(Material supplied)
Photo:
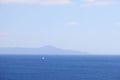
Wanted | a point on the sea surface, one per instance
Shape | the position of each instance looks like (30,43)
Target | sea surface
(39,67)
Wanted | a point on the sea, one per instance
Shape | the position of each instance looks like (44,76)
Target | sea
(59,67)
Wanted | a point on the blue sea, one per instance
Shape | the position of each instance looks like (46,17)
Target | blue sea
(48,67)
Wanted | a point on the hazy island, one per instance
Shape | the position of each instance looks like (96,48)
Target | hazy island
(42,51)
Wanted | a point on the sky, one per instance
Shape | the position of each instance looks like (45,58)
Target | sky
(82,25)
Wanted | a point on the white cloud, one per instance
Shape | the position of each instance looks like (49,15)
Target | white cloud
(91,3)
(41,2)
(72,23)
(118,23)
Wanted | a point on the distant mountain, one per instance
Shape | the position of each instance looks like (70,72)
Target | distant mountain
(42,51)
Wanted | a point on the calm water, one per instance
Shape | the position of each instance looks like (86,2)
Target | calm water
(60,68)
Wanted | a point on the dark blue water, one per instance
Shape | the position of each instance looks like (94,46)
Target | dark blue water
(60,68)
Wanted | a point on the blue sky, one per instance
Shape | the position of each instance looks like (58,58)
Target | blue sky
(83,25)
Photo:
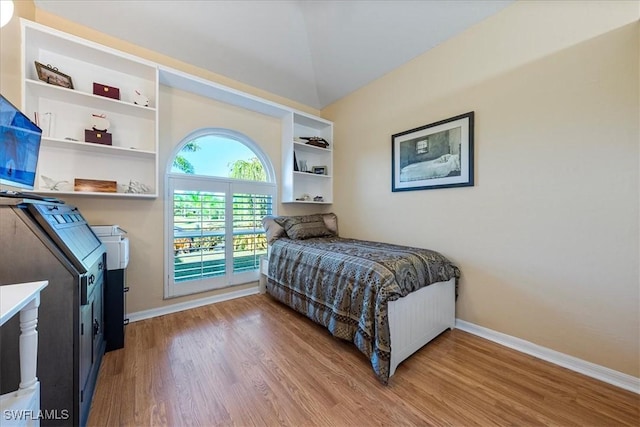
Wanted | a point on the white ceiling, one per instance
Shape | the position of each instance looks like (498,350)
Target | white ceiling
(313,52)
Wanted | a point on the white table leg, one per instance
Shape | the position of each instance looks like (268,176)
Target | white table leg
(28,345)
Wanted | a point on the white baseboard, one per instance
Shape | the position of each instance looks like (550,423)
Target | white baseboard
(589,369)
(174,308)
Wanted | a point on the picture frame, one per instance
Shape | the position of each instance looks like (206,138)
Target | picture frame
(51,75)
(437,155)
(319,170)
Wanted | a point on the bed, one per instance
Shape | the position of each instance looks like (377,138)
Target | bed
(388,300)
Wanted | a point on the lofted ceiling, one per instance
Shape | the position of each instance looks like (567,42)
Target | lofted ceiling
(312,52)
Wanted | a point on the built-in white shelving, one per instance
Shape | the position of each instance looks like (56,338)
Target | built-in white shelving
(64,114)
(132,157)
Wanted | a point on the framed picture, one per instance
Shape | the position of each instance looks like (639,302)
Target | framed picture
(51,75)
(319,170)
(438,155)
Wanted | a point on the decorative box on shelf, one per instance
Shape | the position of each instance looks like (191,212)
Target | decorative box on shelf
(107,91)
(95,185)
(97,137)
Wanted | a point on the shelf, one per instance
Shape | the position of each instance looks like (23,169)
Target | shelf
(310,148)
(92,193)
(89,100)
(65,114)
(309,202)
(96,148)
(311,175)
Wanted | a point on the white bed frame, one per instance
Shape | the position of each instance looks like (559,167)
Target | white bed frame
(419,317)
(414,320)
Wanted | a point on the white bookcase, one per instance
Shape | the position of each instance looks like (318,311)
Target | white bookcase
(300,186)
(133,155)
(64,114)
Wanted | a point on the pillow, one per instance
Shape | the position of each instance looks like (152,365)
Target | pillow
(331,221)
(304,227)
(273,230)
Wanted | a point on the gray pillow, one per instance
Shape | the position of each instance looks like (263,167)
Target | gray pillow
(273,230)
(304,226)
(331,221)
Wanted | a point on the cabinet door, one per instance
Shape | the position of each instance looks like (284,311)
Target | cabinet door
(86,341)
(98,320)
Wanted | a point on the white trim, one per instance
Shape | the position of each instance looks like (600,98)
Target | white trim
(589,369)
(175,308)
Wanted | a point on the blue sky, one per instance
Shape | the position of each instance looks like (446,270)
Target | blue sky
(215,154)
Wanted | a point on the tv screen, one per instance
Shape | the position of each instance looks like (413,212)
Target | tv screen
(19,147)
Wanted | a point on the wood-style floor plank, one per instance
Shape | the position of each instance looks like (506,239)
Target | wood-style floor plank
(End Material supplied)
(Material supplied)
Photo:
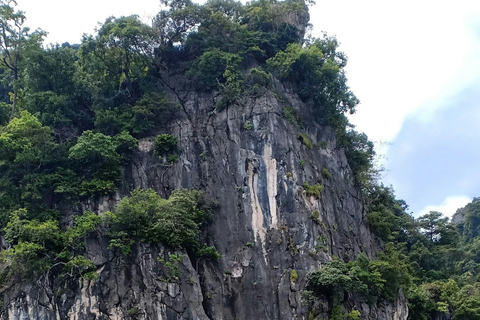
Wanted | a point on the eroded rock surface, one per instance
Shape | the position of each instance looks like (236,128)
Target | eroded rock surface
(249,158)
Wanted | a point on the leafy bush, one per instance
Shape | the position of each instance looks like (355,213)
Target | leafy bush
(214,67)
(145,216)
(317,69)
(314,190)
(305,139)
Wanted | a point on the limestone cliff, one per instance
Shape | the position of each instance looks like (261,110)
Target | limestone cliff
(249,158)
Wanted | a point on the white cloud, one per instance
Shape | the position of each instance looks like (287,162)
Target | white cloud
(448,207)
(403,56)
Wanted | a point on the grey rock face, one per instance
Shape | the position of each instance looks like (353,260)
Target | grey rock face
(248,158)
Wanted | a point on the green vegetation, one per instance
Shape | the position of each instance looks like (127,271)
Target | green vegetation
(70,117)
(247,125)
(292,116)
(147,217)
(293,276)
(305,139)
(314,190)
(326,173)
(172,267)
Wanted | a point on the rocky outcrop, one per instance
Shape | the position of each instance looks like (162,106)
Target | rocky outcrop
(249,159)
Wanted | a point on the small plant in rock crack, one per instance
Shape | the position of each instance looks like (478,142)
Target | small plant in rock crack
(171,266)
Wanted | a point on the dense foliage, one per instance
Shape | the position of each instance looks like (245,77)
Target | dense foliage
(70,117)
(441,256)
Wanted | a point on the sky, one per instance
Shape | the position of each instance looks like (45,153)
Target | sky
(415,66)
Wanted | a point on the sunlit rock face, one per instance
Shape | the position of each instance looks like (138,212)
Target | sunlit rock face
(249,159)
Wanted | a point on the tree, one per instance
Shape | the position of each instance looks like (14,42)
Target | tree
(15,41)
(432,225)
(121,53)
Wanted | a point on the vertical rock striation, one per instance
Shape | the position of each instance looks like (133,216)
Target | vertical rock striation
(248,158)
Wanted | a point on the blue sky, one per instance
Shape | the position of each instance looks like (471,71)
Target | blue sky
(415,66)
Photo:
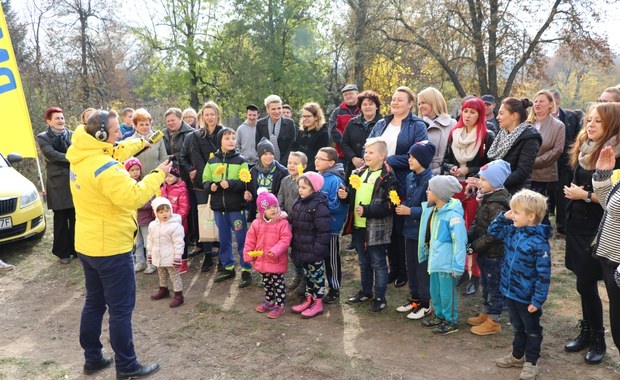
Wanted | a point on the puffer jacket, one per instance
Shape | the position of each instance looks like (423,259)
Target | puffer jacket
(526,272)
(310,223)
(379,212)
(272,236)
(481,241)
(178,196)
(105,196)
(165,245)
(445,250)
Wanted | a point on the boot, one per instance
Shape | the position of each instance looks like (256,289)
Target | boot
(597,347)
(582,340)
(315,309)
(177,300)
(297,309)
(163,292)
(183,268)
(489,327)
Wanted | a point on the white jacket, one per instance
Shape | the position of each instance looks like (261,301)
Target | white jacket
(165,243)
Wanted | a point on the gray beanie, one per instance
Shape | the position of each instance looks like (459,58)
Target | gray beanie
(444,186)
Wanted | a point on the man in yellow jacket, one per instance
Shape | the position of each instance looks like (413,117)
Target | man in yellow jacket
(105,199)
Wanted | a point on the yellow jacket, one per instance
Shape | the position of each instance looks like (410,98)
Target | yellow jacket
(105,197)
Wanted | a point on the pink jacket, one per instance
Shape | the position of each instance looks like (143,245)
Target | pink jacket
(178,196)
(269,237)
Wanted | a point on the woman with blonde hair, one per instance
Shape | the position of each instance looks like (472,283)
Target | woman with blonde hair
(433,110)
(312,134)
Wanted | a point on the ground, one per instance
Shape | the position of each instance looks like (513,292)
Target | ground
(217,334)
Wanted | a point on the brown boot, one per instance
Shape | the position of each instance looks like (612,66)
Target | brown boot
(End Material supplied)
#### What the exercise asks:
Return each line of the material in which the string "style" can be found.

#### Solution for this exercise:
Wanted | a point on the wood-style floor plank, one per instance
Target | wood-style floor plank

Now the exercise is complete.